### TEXT SECTION
···

The medium-sized tenor was Plácido Domingo whose musical intelligence, commanding stage presence and richly polished vocal tones had made him a superstar wherever opera was performed and loved. The big tenor, and Domingo’s main rival, was Luciano Pavarotti whose outsized musical and physical presence made women lust, grown men cry, and children laugh. Each by himself was a distinctive and potent musical force; together, they formed a theatrical phenomenon with trappings of celebrity and earning power that had more in common with Las Vegas shows than with conventional classical musical performances. They sang before huge audiences in unconventional venues ranging from the Eiffel Tower to Dodger Stadium. Critics attacked the glitz and the hype, gnashed their teeth at the huge sums that were being generated (within a year, Pavarotti’s income had shot up to an estimated $15 million a year, Domingo’s to $10 million), and muttered about the sacrilege being done to the operatic art. Apologists insisted that the success of The Three Tenors increased interest in "real" opera. Copycat acts that attempted to cash in on the trio concept included The Three Sopranos and The Three Countertenors. The three tenors, however, both as The Three Tenors and individually, just kept raking it in.

Twelve years later, Carreras, now 55, has moved quietly and gracefully into the limelight, performing a modest number of recitals and concert appearances. He is not scheduled to perform in any operas this year. Pavarotti, 66, has turned into a caricature of himself, focusing on big-fee concerts (including one this October in Mandalay Bay in Las Vegas) with occasional opera appearances (but seemingly canceling more often than he actually appears). In dramatic contrast, Domingo, 61, has eclipsed his one-time rival Pavarotti while moving ever upward in the musical pantheon. He has the performance schedule of a confirmed workaholic, and continues to grow artistically and to enlarge his musical horizons. In the process, he has become a oneman musical industry who has appeared in an unprecedented 119 different roles (Pavarotti has appeared in fewer than thirty), and in the spring, for Los Angeles Opera of which he is Artistic Director, he will appear in his 120th role, Nero in Claudio Monteverdi’s 17th-century opera about Roman decadence, The Coronation of Poppea. Domingo has sung in every major opera house in the world and has made more than 100 recordings which have earned him eleven Grammy Awards. He has made more than 50 videos and three theatrically-released films. And reportedly, more than one billion people in 117 different countries recently saw his live telecast of Puccini’s Tosca from authentic locations in Rome.

Locally, Domingo will open the Los Angeles Opera season on September 4 in the role of Dick Johnson, the bad guy gone good, in Puccini’s Girl of the Golden West. In the middle of the run, he will take two days off and fly to Washington, D.C. to participate, along with Aretha Franklin, Renée Fleming, Alan Jackson, Enrique Iglesias, Al Green, Gloria Estefan and Josh Groban, in the taping of Concert for America, a Kennedy Center musical tribute to the 9/11 victims and heroes hosted by Tom Brokaw (to be broadcast the evening of September 11 on NBC). This represents a continuing commitment on Domingo’s part: Last year, less than two weeks after the 9/11 attacks, he sang "Ave Maria" at a prayer service at Yankee Stadium.

···

### GIVEN EXERCISE 1
Return the tenors article from "Locally, Domingo will" to "at Yankee Stadium.", copied word for word.

···

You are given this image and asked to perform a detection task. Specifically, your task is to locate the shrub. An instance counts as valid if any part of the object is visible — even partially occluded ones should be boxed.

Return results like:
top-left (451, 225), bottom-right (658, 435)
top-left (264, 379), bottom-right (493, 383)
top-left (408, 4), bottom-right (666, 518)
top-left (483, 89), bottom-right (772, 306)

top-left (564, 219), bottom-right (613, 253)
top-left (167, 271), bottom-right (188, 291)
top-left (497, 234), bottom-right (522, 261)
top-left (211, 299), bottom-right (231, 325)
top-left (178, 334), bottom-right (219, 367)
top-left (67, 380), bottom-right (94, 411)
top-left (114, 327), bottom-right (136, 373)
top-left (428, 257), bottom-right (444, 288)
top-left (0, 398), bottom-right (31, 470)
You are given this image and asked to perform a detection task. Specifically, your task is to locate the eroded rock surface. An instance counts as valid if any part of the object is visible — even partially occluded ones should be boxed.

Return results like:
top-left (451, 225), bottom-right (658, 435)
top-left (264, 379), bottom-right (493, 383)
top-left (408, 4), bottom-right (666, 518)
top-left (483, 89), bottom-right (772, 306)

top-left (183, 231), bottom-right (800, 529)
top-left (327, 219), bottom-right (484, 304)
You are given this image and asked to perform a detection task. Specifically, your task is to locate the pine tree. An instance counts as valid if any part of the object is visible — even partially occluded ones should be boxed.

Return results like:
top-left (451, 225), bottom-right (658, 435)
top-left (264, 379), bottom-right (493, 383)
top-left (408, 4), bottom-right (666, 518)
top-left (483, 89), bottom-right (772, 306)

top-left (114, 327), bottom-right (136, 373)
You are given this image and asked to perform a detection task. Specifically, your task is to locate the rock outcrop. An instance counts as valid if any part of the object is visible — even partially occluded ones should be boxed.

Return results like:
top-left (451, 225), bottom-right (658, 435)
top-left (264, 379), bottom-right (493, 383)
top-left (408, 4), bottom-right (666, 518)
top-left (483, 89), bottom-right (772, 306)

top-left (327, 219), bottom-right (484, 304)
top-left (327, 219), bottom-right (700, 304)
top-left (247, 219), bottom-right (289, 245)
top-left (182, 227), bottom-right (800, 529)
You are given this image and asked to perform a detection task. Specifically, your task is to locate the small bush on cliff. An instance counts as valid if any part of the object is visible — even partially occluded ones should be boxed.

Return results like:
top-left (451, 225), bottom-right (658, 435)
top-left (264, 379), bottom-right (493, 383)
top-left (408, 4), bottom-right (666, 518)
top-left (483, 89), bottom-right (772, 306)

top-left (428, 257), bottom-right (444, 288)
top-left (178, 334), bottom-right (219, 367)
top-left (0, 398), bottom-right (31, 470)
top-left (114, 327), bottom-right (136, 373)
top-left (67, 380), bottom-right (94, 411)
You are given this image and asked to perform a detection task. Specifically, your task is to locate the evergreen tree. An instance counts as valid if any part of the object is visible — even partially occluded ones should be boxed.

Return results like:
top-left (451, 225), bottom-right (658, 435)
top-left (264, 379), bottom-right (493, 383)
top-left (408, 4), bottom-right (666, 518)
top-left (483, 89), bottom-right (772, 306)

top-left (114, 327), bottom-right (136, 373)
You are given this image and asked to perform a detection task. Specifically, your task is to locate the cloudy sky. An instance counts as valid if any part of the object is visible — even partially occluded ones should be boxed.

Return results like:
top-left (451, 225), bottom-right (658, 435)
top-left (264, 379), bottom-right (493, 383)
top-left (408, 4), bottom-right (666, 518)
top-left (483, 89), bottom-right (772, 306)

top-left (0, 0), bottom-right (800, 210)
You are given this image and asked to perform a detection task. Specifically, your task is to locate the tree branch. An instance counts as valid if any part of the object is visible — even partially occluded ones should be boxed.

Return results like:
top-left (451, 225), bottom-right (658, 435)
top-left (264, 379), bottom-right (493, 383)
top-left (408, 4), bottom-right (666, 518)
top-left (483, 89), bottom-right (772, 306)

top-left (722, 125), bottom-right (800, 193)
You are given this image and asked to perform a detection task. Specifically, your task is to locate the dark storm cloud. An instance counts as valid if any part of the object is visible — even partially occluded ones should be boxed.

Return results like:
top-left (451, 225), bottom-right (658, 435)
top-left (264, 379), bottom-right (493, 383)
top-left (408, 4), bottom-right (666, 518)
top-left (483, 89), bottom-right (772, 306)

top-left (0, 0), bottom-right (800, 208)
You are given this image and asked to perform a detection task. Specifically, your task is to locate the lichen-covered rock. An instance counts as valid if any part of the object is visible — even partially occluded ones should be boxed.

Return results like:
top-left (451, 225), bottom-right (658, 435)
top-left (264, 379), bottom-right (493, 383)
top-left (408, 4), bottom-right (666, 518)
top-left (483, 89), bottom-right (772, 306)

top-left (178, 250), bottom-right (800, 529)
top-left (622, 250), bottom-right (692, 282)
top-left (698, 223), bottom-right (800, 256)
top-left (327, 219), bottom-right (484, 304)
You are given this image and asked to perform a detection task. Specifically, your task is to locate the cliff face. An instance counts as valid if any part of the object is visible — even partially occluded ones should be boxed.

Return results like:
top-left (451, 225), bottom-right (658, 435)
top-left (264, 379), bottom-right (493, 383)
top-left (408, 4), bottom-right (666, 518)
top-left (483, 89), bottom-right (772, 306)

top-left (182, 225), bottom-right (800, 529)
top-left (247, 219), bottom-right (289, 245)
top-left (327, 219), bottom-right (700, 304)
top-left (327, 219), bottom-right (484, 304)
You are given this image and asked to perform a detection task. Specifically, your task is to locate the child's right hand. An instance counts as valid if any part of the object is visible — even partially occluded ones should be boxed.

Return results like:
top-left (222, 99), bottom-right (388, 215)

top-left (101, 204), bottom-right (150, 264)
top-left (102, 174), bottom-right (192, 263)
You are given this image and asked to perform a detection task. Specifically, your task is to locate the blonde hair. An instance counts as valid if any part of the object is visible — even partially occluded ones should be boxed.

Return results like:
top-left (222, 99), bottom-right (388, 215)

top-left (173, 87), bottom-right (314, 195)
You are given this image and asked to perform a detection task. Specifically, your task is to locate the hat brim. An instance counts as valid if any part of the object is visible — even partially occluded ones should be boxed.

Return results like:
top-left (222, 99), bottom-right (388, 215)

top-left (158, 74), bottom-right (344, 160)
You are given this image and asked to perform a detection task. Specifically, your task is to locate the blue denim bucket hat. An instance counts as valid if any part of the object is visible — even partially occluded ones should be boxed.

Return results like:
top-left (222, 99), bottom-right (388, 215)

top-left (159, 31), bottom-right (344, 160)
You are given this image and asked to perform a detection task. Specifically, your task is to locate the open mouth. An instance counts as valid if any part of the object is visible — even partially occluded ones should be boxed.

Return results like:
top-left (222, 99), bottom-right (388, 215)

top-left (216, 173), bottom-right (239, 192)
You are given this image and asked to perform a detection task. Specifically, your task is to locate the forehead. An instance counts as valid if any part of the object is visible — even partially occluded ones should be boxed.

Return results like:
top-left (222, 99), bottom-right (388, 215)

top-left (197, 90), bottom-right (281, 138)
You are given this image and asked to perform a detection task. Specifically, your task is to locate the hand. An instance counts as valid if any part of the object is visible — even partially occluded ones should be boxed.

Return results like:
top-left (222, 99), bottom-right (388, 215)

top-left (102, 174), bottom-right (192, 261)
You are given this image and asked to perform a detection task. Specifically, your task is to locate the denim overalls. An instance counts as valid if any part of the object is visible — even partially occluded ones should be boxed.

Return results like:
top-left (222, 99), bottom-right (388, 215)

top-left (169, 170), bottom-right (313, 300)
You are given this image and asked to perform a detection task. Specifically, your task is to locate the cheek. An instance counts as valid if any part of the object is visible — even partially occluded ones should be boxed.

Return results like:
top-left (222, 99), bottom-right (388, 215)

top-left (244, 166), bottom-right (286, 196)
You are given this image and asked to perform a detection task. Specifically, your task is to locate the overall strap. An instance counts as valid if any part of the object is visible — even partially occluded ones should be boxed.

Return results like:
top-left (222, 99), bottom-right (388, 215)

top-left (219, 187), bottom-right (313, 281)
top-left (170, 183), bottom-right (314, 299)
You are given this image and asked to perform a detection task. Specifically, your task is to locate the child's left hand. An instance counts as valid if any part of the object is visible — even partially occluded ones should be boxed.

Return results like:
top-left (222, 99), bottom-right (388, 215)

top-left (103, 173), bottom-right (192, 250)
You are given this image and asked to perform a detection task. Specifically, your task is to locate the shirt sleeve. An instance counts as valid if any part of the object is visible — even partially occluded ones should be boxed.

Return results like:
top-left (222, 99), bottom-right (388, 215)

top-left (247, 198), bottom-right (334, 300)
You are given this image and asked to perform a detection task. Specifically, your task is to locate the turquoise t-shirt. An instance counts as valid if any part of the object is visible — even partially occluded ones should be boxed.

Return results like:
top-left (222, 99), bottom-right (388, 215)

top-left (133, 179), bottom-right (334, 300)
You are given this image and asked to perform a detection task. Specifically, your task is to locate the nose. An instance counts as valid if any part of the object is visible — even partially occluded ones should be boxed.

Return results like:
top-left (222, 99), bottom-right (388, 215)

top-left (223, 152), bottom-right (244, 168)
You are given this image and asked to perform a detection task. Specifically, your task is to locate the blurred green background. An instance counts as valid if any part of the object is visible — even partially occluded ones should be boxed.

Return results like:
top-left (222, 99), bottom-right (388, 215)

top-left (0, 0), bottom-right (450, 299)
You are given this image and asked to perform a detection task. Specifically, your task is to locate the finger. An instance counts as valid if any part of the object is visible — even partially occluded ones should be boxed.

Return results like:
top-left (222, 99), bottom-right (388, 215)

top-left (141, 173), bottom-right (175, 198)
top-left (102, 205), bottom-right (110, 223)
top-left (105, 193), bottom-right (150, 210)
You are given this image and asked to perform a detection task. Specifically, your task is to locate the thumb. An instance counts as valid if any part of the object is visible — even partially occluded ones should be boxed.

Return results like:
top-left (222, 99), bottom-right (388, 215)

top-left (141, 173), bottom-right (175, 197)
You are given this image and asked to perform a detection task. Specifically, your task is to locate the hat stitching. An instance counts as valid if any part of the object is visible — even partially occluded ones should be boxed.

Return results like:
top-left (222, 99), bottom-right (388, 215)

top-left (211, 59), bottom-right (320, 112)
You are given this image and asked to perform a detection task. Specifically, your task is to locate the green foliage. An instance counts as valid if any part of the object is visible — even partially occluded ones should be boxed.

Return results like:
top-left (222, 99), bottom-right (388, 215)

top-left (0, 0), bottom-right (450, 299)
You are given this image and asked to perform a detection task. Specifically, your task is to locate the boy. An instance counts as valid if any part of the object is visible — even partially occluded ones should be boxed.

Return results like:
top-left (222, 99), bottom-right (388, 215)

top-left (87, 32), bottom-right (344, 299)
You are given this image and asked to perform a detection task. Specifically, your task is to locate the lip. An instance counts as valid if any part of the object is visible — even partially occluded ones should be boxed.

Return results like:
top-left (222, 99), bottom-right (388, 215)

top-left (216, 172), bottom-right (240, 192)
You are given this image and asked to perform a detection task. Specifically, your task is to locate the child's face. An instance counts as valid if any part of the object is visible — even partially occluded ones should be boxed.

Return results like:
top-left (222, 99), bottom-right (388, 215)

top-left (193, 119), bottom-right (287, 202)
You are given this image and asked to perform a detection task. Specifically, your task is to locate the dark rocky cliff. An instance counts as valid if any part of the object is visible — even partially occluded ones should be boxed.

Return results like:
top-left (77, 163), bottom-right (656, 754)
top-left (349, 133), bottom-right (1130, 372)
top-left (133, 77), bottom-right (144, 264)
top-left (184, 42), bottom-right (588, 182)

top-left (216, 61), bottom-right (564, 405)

···

### GIVEN EXERCISE 2
Shift the records from the line with "locate the boy." to the line with "top-left (193, 119), bottom-right (287, 202)" by writing out each of those lines again, requests included, and adding 114 to every box coordinate in the answers. Leave the sample coordinates in the requests unchanged, and include no other records.

### EXERCISE SOLUTION 1
Locally, Domingo will open the Los Angeles Opera season on September 4 in the role of Dick Johnson, the bad guy gone good, in Puccini’s Girl of the Golden West. In the middle of the run, he will take two days off and fly to Washington, D.C. to participate, along with Aretha Franklin, Renée Fleming, Alan Jackson, Enrique Iglesias, Al Green, Gloria Estefan and Josh Groban, in the taping of Concert for America, a Kennedy Center musical tribute to the 9/11 victims and heroes hosted by Tom Brokaw (to be broadcast the evening of September 11 on NBC). This represents a continuing commitment on Domingo’s part: Last year, less than two weeks after the 9/11 attacks, he sang "Ave Maria" at a prayer service at Yankee Stadium.

### EXERCISE SOLUTION 2
You are given this image and asked to perform a detection task. Specifically, your task is to locate the boy. An instance counts as valid if any part of the object is visible — even partially occluded ones should be boxed.

Return results like:
top-left (222, 99), bottom-right (388, 215)

top-left (201, 146), bottom-right (458, 413)
You are given this image and asked to perform a detection task. Specifically, your task is to locate the lip. An instance counts as valid if any part of the object is visible — even partially occluded ones should be boxed.

Return results like:
top-left (222, 99), bottom-right (388, 215)

top-left (330, 286), bottom-right (354, 306)
You are given this image and asked to perform a detection task. Specifically, your task is to locate the child's face. An instance counts as valid if any part of the object is visible — even partially occluded ones should be boxed.

Return results like:
top-left (222, 99), bottom-right (388, 215)

top-left (307, 233), bottom-right (401, 316)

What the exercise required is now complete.